▶ [DIRECTIONS FOR THIS TASK]:
Please count the lines in the records below that contain the word "bare". Give only that number.

▶ [DATA FOR PROCESSING]:

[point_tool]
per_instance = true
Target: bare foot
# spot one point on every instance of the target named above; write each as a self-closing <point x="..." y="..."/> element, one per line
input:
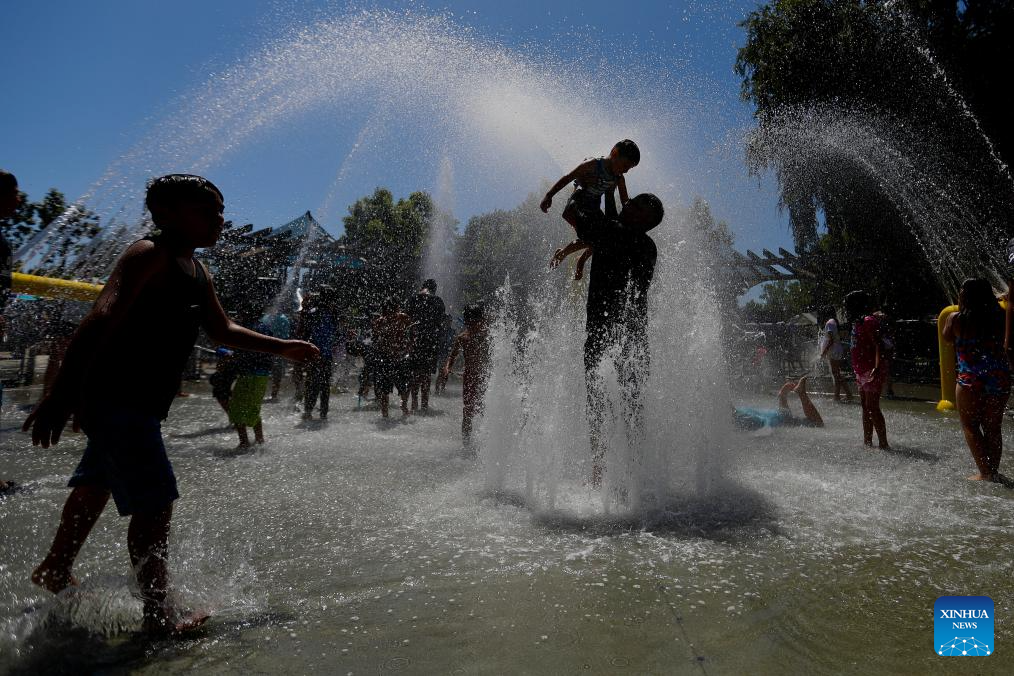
<point x="174" y="625"/>
<point x="53" y="580"/>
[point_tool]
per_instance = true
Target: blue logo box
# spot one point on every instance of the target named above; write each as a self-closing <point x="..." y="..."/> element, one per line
<point x="962" y="626"/>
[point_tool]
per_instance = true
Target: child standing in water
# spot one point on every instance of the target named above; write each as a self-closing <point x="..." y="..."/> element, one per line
<point x="252" y="376"/>
<point x="869" y="361"/>
<point x="593" y="178"/>
<point x="833" y="350"/>
<point x="984" y="374"/>
<point x="119" y="379"/>
<point x="474" y="344"/>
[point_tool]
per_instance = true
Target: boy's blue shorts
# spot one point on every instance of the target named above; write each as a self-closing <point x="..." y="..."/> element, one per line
<point x="126" y="455"/>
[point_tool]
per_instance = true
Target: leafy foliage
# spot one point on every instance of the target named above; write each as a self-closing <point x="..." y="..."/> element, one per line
<point x="513" y="244"/>
<point x="882" y="57"/>
<point x="390" y="235"/>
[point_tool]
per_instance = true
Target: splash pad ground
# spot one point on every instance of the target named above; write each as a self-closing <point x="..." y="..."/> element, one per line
<point x="364" y="547"/>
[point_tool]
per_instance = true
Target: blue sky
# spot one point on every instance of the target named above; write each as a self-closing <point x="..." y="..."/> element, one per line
<point x="88" y="80"/>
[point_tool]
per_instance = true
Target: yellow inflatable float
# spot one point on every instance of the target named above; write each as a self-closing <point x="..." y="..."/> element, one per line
<point x="948" y="361"/>
<point x="49" y="287"/>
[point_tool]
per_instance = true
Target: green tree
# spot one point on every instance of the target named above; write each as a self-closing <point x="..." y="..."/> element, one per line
<point x="72" y="227"/>
<point x="390" y="235"/>
<point x="21" y="225"/>
<point x="881" y="58"/>
<point x="514" y="244"/>
<point x="780" y="301"/>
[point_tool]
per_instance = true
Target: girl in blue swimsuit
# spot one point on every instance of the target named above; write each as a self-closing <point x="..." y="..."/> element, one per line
<point x="984" y="374"/>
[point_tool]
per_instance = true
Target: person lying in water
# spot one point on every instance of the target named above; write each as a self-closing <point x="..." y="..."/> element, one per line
<point x="753" y="420"/>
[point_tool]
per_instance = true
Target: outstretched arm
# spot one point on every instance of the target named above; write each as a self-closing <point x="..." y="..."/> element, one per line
<point x="452" y="357"/>
<point x="222" y="329"/>
<point x="562" y="253"/>
<point x="137" y="267"/>
<point x="559" y="185"/>
<point x="948" y="332"/>
<point x="610" y="205"/>
<point x="1009" y="333"/>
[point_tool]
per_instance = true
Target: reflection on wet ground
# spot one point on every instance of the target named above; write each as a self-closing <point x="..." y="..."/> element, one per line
<point x="352" y="547"/>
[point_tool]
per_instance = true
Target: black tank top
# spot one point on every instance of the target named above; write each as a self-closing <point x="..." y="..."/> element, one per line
<point x="141" y="365"/>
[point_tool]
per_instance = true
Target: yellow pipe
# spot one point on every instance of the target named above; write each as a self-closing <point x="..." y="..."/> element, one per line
<point x="948" y="378"/>
<point x="948" y="360"/>
<point x="49" y="287"/>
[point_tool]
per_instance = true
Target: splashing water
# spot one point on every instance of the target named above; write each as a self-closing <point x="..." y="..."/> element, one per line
<point x="467" y="107"/>
<point x="914" y="171"/>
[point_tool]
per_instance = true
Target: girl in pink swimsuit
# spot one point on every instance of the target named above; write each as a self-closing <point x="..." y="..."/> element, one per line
<point x="869" y="363"/>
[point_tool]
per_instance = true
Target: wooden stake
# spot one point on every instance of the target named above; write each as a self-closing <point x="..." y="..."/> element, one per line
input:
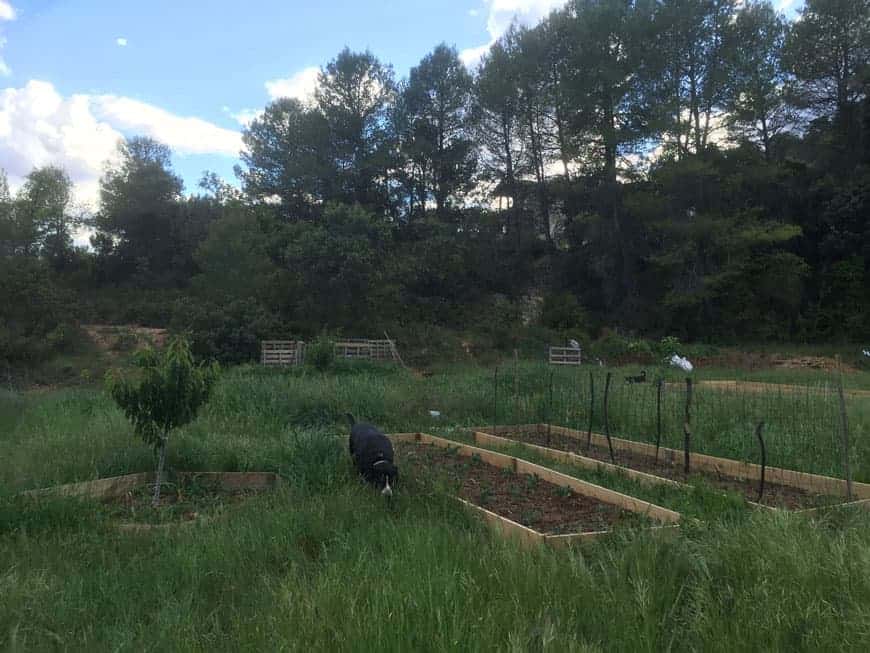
<point x="659" y="387"/>
<point x="687" y="429"/>
<point x="845" y="433"/>
<point x="591" y="409"/>
<point x="606" y="421"/>
<point x="763" y="459"/>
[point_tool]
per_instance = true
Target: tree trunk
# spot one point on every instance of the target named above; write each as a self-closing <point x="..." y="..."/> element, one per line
<point x="158" y="482"/>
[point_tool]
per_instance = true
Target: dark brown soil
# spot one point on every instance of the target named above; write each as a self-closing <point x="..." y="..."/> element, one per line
<point x="779" y="496"/>
<point x="522" y="498"/>
<point x="179" y="502"/>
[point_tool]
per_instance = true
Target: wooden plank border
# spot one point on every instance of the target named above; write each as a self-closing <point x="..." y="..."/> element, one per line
<point x="570" y="458"/>
<point x="530" y="537"/>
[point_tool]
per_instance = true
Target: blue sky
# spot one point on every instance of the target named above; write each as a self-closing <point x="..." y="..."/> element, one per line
<point x="76" y="75"/>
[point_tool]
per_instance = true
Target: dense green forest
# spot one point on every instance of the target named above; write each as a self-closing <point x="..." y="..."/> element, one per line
<point x="695" y="168"/>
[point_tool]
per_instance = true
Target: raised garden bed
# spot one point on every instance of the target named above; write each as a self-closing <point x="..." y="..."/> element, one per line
<point x="523" y="500"/>
<point x="186" y="497"/>
<point x="783" y="488"/>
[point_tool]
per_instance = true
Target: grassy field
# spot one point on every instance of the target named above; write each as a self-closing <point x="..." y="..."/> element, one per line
<point x="322" y="564"/>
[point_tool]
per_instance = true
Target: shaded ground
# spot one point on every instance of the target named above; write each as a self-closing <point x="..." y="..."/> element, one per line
<point x="522" y="498"/>
<point x="775" y="495"/>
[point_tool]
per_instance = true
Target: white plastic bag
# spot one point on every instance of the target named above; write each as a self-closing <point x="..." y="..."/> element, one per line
<point x="683" y="363"/>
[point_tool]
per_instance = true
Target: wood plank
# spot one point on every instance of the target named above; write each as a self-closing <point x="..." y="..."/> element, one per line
<point x="815" y="483"/>
<point x="503" y="461"/>
<point x="571" y="458"/>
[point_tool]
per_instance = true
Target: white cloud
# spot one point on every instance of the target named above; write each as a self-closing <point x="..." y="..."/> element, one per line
<point x="39" y="126"/>
<point x="6" y="11"/>
<point x="501" y="14"/>
<point x="470" y="56"/>
<point x="185" y="135"/>
<point x="245" y="116"/>
<point x="300" y="86"/>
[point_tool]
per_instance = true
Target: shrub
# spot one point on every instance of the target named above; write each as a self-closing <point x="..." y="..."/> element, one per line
<point x="167" y="394"/>
<point x="320" y="354"/>
<point x="228" y="333"/>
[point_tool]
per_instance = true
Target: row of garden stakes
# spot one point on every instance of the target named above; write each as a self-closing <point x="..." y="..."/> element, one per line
<point x="687" y="432"/>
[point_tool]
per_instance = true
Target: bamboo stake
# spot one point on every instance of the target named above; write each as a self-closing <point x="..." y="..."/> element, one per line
<point x="495" y="398"/>
<point x="845" y="433"/>
<point x="606" y="421"/>
<point x="549" y="408"/>
<point x="659" y="386"/>
<point x="687" y="429"/>
<point x="763" y="459"/>
<point x="591" y="409"/>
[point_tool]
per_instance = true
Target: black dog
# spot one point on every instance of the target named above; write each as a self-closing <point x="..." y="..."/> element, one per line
<point x="372" y="453"/>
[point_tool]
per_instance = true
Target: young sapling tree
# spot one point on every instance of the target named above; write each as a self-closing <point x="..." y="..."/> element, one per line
<point x="167" y="393"/>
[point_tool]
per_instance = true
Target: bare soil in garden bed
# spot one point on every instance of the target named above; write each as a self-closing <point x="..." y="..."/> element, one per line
<point x="775" y="495"/>
<point x="522" y="498"/>
<point x="181" y="500"/>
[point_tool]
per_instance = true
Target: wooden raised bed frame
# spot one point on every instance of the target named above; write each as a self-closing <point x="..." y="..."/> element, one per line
<point x="814" y="483"/>
<point x="530" y="537"/>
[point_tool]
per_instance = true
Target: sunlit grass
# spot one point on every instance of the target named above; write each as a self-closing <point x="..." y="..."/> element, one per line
<point x="324" y="564"/>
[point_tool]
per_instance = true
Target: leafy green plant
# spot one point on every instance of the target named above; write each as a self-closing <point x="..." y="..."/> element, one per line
<point x="320" y="354"/>
<point x="166" y="394"/>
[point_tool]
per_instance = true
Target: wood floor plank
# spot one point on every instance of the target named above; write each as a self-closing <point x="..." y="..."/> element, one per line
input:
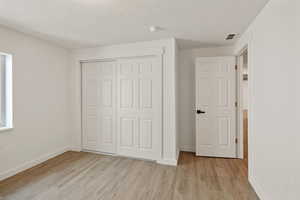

▶ [TASK RESULT]:
2